-------- Selection --------
We have now run three casual mapping parties in the “Social Mapping Sunday” series, and they are always a bit different but each one has been as fun as the last.

Shenton Park

In Shenton Park, lots of brand new mappers showed up and were introduced to OSM for the first time. About 13 of us in total! Meeting in the park and walking to nearby features to map worked well.

We didn’t come prepared with specific material to introduce new mappers, and we ended up spending a lot of time installing apps and setting up user accounts, etc. This was not a problem per-se, because it needs to be done. But it would have been smoother if we had a link to send people to which helped people get set up with the basics.

Changes in Shenton Park

Mount Lawley

In Mount Lawley, 6 of us returning mappers set ourselves some explicit goals, and got a lot of data added to the map. We set the goal of mapping all of the shops and their names, footpaths, benches, bins, bus stops, bike parking and trees. We started in the middle of the shopping strip with a small team on each side of the road, and worked all the way to one end. Even though we didn’t map the whole retail strip, the are we did cover, we covered completely, which is very satisfying.
-------- Records provided --------
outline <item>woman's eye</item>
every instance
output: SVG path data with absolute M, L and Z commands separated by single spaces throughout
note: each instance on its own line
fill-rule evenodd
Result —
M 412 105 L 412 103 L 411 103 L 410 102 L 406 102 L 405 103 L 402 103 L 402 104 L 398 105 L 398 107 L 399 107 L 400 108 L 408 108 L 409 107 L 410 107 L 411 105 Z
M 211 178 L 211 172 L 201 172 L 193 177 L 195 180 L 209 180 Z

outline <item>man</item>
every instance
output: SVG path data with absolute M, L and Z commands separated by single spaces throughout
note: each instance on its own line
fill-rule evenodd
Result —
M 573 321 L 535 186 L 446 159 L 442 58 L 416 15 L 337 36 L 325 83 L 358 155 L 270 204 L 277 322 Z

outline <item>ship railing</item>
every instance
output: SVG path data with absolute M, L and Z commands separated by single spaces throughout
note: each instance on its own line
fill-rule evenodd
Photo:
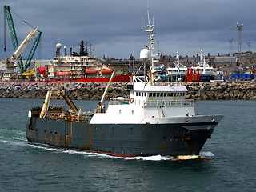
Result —
M 144 106 L 194 106 L 194 100 L 186 99 L 186 100 L 146 101 L 145 102 Z
M 194 106 L 194 99 L 184 100 L 160 100 L 160 101 L 145 101 L 145 100 L 129 100 L 112 98 L 109 105 L 143 105 L 143 106 Z
M 30 111 L 39 111 L 41 112 L 42 109 L 42 106 L 30 106 Z M 62 105 L 57 105 L 57 106 L 49 106 L 48 111 L 54 111 L 54 110 L 67 110 L 68 106 L 62 106 Z

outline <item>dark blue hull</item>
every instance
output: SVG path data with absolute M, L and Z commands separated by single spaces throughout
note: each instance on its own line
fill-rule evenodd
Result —
M 215 76 L 211 74 L 200 74 L 202 82 L 210 82 L 210 80 L 214 80 Z
M 26 133 L 30 142 L 119 156 L 196 155 L 217 124 L 92 125 L 30 118 Z

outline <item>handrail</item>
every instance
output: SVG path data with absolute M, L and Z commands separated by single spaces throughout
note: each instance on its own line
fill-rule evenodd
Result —
M 194 106 L 194 99 L 185 100 L 158 100 L 158 101 L 145 101 L 145 100 L 134 100 L 133 102 L 127 98 L 117 99 L 112 98 L 110 100 L 109 105 L 143 105 L 143 106 Z

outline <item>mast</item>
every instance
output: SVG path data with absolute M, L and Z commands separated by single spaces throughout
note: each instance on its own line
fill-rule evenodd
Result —
M 154 17 L 153 17 L 153 24 L 150 24 L 150 10 L 149 10 L 149 5 L 147 3 L 147 17 L 148 17 L 148 25 L 147 25 L 147 30 L 144 30 L 142 26 L 142 30 L 144 32 L 148 32 L 150 34 L 150 46 L 149 47 L 150 50 L 150 58 L 151 58 L 151 66 L 150 69 L 150 85 L 153 85 L 153 79 L 154 78 L 154 62 L 157 62 L 158 60 L 154 60 L 154 58 L 156 56 L 156 54 L 154 54 L 154 39 L 153 37 L 156 34 L 154 32 Z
--------
**Directions:** Transcribe a passage from the mapping-party text word for word. Begin at the words "We have now" and stop after the words "with the basics.".

**Output of the exercise:**
We have now run three casual mapping parties in the “Social Mapping Sunday” series, and they are always a bit different but each one has been as fun as the last.

Shenton Park

In Shenton Park, lots of brand new mappers showed up and were introduced to OSM for the first time. About 13 of us in total! Meeting in the park and walking to nearby features to map worked well.

We didn’t come prepared with specific material to introduce new mappers, and we ended up spending a lot of time installing apps and setting up user accounts, etc. This was not a problem per-se, because it needs to be done. But it would have been smoother if we had a link to send people to which helped people get set up with the basics.